**Written tasks**
**a.** From the Deer Creek ice fishing thread, copy the passage starting at "I had never" and ending at "bring any groupies?".
**b.** According to the Deer Creek ice fishing thread, what did Puddles and BlissChris use to catch fish?
**c.** Pick up the Deer Creek ice fishing thread where it stops and keep writing it.

**Document passage**

━━━━━━━━━━━━━━━━

# Another Great Day @ DC



## Puddles (Nov 28, 2007)

BlissChris and I hit Deer Creek this morning and again I was blessed by the fish gods. We were on the ice @ 0930 off @ 1500 just south of the island in 27' of water staying in the same spot all day. It took a good 1/2 hour to land our first fish after that it was GAME ON!!! We used white paddle bugs tipped with meal worms. It was BC's first time on the ice and I think we have a new iceman. My new Agua View flasher is the best thing i've bought for fishing in my life. Love being able to see where the fish are located and being able to reel right to them has improved my total #s drastically. DC has been very kind to me the last 3 trips this trip being the most productive with close to 40 trout iced and again my last fish of the day being a very healthy perch. Released all fish but the perch.[attachment=3:2gucvssg]DC with BlissChriss 003.JPG[/attachment:2gucvssg][attachment=2:2gucvssg]DC with BlissChriss 006.JPG[/attachment:2gucvssg][attachment=1:2gucvssg]DC with BlissChriss 007.JPG[/attachment:2gucvssg][attachment=0:2gucvssg]DC with BlissChriss 008.JPG[/attachment:2gucvssg]


----------



## LOAH (Sep 29, 2007)

Sounds like you've got DC figured out. Good job.


----------



## Puddles (Nov 28, 2007)

LOAH said:


> Sounds like you've got DC figured out. Good job.


I had never fished that lake till this year. Figured out probably not, Lucky more like it!!! I'll take it


----------



## Poo Pie (Nov 23, 2007)

good on ya puddles, wish I could have made it. Did Chris bring any groupies?


----------



## Nor-tah (Dec 16, 2007)

━━━━━━━━━━━━━━━━

**Given entries**

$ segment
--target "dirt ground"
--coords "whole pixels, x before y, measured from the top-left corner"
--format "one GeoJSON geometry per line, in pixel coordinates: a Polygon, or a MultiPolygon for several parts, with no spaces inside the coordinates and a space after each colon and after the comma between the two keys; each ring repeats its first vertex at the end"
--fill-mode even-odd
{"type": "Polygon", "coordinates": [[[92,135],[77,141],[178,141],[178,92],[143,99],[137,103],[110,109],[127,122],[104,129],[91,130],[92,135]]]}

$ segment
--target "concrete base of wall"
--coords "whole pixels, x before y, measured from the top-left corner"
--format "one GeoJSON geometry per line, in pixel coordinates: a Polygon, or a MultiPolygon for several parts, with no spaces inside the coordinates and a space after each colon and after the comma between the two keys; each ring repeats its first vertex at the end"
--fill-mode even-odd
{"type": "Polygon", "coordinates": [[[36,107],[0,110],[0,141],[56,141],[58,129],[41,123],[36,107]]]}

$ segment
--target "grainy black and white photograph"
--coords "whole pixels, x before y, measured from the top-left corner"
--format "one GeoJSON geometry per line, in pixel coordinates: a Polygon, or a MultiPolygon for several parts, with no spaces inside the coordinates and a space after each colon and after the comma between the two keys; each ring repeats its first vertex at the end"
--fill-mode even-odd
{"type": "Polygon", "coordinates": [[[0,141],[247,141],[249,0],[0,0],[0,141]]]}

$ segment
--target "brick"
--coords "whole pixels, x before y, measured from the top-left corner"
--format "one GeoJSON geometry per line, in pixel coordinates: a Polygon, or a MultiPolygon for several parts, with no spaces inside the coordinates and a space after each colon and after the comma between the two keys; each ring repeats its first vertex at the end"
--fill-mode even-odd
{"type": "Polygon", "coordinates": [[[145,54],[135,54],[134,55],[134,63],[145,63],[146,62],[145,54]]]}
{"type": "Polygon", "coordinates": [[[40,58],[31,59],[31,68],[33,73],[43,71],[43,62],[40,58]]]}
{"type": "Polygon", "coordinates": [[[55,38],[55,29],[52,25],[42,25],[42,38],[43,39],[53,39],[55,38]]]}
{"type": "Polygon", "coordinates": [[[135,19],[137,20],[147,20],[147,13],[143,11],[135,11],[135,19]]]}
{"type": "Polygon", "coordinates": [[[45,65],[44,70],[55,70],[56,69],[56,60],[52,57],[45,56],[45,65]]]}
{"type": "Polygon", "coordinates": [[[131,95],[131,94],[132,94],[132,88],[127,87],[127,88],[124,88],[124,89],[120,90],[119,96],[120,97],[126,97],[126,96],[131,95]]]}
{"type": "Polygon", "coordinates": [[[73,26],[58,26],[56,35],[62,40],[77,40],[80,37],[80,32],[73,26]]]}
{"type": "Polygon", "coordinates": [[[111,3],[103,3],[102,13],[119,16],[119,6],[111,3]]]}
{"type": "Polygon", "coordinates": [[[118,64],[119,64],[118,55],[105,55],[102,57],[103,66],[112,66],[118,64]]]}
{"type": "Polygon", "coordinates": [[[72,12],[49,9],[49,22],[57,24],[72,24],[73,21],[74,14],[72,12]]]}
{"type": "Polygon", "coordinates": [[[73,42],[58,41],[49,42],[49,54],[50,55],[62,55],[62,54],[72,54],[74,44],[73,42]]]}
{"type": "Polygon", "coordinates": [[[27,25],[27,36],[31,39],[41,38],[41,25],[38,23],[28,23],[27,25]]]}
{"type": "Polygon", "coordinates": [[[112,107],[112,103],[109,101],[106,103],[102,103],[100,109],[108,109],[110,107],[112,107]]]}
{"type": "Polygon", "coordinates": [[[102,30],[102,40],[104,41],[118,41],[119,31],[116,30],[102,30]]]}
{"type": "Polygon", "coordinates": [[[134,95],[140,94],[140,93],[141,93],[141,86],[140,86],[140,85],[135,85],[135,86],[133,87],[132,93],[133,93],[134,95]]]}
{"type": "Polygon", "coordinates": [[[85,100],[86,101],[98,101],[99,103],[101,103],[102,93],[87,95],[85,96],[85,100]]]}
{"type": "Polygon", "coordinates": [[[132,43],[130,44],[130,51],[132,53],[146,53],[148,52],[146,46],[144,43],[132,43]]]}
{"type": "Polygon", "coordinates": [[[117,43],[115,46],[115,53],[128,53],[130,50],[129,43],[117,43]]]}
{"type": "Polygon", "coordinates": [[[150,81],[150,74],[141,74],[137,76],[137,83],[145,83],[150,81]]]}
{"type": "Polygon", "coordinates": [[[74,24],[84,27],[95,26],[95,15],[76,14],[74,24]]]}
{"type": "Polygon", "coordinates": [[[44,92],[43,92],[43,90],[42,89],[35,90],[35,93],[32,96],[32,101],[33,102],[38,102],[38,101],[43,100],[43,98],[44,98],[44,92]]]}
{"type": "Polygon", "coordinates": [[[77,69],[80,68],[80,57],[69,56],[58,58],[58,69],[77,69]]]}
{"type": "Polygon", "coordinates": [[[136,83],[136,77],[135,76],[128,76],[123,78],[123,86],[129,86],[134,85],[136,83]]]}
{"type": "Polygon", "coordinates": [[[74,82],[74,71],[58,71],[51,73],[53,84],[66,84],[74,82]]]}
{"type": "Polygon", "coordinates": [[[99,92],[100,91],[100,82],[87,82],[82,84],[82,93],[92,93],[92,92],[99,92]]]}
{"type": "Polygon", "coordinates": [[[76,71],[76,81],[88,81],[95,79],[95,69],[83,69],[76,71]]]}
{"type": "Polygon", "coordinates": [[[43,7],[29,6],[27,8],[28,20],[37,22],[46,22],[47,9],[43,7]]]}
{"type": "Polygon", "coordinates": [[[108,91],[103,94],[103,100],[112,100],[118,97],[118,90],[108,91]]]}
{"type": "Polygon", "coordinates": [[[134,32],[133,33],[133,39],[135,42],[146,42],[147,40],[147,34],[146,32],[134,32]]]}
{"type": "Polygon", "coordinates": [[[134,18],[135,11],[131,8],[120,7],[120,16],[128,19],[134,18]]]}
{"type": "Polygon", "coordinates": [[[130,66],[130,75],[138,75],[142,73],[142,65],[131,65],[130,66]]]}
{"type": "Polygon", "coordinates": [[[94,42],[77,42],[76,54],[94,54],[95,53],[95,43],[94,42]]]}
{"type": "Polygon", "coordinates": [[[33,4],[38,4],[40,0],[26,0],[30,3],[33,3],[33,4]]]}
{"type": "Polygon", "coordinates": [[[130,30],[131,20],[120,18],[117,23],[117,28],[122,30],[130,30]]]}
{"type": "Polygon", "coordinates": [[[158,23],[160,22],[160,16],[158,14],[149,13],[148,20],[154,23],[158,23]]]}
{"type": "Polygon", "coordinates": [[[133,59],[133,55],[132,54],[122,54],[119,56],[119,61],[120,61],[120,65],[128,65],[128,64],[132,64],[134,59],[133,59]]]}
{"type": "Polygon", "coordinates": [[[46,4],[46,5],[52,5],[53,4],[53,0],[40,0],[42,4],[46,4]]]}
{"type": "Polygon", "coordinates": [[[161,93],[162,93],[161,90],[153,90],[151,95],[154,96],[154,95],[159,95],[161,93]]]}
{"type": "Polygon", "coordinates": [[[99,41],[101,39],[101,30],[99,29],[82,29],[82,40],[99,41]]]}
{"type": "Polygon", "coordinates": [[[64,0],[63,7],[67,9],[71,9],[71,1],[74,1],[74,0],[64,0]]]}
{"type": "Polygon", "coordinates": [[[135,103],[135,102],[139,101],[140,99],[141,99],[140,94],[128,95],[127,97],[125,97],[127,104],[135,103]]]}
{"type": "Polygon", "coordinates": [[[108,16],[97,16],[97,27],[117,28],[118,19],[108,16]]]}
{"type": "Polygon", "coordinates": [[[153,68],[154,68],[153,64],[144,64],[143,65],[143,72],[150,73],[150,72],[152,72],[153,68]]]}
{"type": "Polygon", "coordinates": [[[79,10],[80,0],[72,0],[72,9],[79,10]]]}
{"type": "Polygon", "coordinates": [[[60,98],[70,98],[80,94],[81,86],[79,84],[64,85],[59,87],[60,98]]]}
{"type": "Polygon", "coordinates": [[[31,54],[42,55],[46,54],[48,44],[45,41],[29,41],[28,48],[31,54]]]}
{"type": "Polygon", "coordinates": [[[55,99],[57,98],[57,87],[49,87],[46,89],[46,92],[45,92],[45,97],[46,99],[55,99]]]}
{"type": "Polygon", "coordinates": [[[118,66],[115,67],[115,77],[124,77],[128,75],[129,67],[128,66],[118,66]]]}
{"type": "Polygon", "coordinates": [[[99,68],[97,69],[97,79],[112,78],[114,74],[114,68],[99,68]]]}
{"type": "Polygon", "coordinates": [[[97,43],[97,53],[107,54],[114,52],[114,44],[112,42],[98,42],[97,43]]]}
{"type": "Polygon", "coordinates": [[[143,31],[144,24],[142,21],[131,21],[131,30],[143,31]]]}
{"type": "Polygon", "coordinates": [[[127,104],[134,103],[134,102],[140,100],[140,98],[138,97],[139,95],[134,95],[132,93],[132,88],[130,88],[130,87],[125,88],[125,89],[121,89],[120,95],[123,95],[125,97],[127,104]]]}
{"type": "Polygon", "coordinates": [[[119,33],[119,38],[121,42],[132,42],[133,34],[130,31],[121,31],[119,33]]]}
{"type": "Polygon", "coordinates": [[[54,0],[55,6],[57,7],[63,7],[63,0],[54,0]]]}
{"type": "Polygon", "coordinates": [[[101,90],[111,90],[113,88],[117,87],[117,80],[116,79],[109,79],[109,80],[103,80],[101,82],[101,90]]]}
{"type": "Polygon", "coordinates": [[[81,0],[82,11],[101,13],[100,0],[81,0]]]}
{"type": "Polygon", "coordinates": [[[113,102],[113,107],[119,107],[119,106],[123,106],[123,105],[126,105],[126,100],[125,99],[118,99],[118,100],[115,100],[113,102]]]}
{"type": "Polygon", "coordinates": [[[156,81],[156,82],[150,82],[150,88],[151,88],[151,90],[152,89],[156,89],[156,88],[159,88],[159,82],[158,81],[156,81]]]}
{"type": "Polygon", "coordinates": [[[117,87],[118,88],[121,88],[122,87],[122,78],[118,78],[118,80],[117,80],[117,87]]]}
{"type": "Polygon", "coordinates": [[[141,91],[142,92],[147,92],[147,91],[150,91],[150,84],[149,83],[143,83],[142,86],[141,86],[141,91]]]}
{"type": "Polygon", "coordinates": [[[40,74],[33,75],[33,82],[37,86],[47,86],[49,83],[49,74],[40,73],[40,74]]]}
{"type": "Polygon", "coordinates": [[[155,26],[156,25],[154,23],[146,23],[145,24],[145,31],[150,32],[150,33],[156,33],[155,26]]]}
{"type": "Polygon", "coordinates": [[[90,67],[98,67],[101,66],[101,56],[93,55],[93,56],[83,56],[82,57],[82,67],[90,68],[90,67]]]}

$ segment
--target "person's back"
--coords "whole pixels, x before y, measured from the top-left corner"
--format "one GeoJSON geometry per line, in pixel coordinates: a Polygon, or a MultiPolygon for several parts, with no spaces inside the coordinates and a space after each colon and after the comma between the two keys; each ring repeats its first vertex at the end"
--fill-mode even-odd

━━━━━━━━━━━━━━━━

**Final answers**
**a.**
I had never fished that lake till this year. Figured out probably not, Lucky more like it!!! I'll take it


----------



## Poo Pie (Nov 23, 2007)

good on ya puddles, wish I could have made it. Did Chris bring any groupies?

**b.** White paddle bugs tipped with meal worms.

**c.**
Thanks for being so clear in your post!! Its nice to know what to use and stuff instead of only hearing about all the fish iced. I know everyone has their own style of posting but I really appreciate the extra info. White paddles huh? Never seen those but Im sure they are at walmart or sportsmans. Any way great post and good job up there. 8)


----------



## CaJones (Dec 19, 2007)

Nice fish! Nice day out. Way to escape during the middle of the week. There are those of us who only ever get to enjoy your fish porn, so we appreicate your posts. 

I am glad that you got a new ice fisherman out of the trip. It looks like it was warm too. 

Once again, good job and cheers!


----------



## Packout (Nov 20, 2007)

Nice Brown in the 3rd photo. Congrats on the day.


----------



## orvis1 (Sep 7, 2007)

If I could get a few days like that you bet I would ice fish more. The last weeks have been downright slow for me, and with all the snow comming the wife is wanting me to stay in again this weekend. I am trying to convince her to let me take her and my daughter out on the ice but I am not sure it is working. All these storms every other day aren't helping matters either! Personally I am getting sick of winter and cant wait for ice off and shorts and T-shirt fishing!


----------



## Poo Pie (Nov 23, 2007)

Weekend_Warrior said:


> Thanks for being so clear in your post!! Its nice to know what to use and stuff instead of only hearing about all the fish iced. I know everyone has their own style of posting but I really appreciate the extra info. White paddles huh? *Never seen those but Im sure they are at walmart or sportsmans*. Any way great post and good job up there. 8)


I found them at fish-tech.


----------



## Puddles (Nov 28, 2007)

Weekend_Warrior said:


> White paddles huh? Never seen those but Im sure they are at walmart or sportsmans.. 8)


White paddle bugs @ sportsmans


----------



## Puddles (Nov 28, 2007)

Hey Poops thought we could chit chat- Where to on friday?


----------



## Poo Pie (Nov 23, 2007)

don't want to upset someone :mrgreen: maybe you should pm me.


Oh when have I ever cared if I upset someone  I say since you seem to be the resident DC expert-let's go there. Or Echo doesn't matter much to me just want to get a trip in b4 Memphis.


----------



## Puddles (Nov 28, 2007)

Lets do DC. What are you going to wear?


----------



## Poo Pie (Nov 23, 2007)

maybe my USAR cold weather gear- that will make me look stupid, and the fish cops, ER i mean CO's won't bother us.


----------



## bushrat311 (Sep 11, 2007)

Packout said:


> Nice Brown in the 3rd photo. Congrats on the day.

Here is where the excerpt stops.